Stated exercise » Count the lines of the material below that contain the string "crosswalk", matching case exactly, and give only the number.
****************************************
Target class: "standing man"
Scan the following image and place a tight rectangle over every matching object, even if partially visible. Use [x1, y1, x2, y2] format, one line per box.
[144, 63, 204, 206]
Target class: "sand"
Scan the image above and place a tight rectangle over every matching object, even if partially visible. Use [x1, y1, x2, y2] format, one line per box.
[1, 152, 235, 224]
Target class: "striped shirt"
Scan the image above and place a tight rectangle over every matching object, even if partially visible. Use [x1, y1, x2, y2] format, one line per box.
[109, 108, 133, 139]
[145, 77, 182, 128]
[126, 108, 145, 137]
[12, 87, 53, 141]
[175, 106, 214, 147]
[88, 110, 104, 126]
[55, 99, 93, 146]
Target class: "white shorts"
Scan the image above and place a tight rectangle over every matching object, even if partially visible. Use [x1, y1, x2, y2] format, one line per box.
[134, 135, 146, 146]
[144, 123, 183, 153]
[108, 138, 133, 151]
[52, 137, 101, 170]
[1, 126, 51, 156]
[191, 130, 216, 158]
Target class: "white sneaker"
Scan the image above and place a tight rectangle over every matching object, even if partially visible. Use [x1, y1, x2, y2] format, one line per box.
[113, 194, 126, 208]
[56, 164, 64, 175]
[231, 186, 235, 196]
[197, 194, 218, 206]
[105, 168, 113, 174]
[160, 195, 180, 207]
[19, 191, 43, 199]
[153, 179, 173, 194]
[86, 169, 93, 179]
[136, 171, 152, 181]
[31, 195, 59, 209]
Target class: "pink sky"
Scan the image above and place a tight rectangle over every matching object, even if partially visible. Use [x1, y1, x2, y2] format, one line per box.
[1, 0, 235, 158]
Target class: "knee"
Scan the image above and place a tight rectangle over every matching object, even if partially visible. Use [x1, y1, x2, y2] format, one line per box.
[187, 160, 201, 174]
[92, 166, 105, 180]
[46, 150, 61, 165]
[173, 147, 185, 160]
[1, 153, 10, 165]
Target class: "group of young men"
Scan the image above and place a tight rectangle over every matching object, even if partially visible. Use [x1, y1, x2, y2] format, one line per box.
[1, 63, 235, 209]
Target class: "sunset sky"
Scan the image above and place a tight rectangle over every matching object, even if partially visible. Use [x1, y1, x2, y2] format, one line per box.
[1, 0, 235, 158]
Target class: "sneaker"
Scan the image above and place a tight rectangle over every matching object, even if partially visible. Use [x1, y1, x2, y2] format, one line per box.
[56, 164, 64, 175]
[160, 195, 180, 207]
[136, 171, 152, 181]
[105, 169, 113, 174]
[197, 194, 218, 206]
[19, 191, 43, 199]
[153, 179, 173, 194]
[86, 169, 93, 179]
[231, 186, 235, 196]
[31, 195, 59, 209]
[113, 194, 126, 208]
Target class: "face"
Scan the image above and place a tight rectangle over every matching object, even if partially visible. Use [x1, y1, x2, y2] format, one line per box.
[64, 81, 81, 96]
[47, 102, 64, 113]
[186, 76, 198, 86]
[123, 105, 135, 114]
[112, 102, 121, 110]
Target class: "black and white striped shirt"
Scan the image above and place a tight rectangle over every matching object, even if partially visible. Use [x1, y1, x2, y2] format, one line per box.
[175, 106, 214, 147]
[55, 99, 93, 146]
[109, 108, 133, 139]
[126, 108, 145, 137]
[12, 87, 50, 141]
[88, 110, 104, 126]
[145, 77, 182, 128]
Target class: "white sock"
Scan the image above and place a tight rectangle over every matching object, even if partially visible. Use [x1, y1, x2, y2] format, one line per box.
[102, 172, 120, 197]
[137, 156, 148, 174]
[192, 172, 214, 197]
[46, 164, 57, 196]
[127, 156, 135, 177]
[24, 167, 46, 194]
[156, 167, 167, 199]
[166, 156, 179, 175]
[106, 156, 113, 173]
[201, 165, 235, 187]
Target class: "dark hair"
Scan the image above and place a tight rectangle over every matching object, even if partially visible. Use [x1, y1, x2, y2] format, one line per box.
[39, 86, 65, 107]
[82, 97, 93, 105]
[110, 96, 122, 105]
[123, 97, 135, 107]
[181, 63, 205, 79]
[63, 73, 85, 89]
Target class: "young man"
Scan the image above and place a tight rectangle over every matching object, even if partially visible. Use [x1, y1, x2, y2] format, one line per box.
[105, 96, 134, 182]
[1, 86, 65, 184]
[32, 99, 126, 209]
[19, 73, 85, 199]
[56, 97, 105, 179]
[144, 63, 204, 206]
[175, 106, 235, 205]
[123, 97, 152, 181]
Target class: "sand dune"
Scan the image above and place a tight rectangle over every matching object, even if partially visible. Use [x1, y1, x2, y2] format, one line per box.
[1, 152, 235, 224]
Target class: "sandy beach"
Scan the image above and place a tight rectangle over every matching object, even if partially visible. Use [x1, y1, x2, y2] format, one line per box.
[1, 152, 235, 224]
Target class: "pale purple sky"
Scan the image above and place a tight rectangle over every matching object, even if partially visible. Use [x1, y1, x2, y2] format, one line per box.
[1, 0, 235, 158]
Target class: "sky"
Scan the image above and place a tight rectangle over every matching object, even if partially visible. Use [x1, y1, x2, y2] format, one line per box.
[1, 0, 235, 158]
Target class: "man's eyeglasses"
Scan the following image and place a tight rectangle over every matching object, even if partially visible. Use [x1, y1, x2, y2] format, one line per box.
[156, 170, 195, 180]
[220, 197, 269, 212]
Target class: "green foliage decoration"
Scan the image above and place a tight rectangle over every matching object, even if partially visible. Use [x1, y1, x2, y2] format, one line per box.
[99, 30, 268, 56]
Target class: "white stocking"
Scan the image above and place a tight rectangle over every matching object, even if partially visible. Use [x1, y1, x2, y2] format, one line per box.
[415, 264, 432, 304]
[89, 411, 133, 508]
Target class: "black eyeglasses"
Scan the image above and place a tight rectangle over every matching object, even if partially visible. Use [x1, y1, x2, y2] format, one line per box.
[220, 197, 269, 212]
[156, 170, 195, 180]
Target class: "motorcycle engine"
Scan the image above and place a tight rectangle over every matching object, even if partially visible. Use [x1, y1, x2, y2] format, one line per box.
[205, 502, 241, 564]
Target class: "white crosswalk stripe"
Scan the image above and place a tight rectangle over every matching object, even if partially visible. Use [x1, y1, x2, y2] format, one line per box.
****************************************
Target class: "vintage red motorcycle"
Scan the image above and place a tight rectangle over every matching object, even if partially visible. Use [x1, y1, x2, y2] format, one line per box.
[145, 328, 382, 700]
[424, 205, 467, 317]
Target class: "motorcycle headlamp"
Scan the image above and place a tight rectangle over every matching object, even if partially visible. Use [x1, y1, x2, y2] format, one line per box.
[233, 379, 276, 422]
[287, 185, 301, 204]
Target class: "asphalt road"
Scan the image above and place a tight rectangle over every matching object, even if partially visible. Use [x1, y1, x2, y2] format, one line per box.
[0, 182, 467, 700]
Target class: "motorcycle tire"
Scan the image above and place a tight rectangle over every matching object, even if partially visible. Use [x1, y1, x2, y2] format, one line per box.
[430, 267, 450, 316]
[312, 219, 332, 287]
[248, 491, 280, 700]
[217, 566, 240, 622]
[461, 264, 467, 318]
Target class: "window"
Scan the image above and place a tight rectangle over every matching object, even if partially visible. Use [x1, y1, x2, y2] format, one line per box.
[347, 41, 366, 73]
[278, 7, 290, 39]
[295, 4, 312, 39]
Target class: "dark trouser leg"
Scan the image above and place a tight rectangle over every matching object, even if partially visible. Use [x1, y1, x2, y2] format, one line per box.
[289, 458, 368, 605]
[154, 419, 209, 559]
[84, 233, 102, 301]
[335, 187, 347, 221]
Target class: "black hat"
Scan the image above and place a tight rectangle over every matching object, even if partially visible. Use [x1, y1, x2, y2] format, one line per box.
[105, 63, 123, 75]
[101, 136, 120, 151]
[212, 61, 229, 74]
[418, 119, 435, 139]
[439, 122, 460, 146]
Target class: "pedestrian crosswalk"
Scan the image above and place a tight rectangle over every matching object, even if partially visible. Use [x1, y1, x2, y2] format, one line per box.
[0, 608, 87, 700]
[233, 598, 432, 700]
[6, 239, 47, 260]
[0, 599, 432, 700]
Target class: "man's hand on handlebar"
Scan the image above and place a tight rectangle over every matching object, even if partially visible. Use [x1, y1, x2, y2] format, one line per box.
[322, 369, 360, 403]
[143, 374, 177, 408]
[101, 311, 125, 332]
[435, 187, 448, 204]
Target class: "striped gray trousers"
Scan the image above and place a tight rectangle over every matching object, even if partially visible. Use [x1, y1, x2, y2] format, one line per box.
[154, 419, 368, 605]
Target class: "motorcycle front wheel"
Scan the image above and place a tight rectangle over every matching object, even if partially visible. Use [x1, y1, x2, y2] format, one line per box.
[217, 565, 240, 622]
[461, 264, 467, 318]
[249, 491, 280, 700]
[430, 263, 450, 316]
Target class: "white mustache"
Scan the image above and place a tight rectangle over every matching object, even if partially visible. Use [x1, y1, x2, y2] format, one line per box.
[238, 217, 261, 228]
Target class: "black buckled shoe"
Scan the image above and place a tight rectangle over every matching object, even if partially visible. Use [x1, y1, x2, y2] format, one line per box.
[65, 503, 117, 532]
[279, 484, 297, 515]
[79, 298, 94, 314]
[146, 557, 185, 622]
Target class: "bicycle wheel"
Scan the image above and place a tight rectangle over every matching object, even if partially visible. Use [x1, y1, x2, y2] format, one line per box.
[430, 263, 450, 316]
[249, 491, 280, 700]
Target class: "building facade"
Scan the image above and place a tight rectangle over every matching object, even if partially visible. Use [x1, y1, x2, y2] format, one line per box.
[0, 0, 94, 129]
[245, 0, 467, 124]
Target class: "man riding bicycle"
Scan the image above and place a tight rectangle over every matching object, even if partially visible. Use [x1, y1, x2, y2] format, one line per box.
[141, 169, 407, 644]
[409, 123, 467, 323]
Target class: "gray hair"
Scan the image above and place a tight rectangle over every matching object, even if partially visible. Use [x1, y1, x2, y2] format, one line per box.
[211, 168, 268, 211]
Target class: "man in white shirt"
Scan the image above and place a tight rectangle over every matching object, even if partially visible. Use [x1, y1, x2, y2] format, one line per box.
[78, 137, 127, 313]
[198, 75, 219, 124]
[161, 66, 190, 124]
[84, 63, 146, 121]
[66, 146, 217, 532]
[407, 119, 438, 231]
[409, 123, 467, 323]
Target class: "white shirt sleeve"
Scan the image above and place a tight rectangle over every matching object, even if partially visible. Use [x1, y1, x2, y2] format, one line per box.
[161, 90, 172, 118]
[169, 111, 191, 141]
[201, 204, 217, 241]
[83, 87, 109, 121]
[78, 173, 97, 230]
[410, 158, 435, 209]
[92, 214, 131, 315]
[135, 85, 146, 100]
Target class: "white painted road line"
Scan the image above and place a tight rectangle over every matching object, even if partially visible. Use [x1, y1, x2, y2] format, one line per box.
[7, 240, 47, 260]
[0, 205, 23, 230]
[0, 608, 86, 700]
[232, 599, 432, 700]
****************************************
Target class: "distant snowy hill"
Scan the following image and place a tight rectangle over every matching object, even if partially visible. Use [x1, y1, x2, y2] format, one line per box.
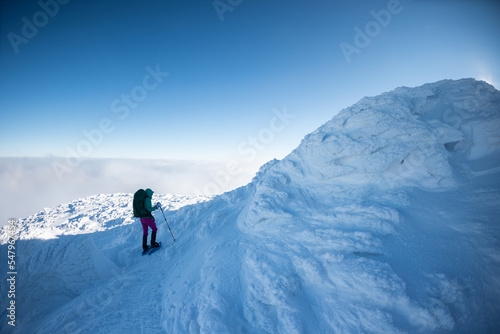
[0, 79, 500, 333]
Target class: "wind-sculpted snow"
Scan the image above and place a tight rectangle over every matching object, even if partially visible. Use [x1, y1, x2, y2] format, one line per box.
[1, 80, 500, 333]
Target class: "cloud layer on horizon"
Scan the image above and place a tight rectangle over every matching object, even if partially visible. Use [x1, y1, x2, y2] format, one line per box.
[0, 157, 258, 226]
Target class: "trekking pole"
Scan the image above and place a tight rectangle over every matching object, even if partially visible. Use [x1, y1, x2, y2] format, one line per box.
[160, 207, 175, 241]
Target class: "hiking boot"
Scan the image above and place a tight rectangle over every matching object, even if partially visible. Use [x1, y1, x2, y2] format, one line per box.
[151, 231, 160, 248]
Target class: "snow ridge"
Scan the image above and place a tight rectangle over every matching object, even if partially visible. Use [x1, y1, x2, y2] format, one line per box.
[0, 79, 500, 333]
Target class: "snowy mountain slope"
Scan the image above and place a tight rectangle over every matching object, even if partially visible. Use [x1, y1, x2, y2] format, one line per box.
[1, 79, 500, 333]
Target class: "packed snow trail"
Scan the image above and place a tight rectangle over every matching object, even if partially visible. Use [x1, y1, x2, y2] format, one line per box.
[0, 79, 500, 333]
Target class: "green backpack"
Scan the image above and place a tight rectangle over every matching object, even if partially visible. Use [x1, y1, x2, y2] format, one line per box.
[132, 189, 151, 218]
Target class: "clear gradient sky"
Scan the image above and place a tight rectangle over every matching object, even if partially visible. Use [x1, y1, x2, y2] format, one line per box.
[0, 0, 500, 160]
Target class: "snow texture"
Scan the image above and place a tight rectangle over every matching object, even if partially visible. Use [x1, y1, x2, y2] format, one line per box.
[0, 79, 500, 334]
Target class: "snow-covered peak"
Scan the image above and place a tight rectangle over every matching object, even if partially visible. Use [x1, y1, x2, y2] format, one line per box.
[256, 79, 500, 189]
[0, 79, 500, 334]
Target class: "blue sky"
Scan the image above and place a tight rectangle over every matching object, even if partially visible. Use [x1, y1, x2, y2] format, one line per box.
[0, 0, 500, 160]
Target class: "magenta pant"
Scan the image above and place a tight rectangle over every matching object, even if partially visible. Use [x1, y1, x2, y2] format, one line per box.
****************************************
Correct result » 2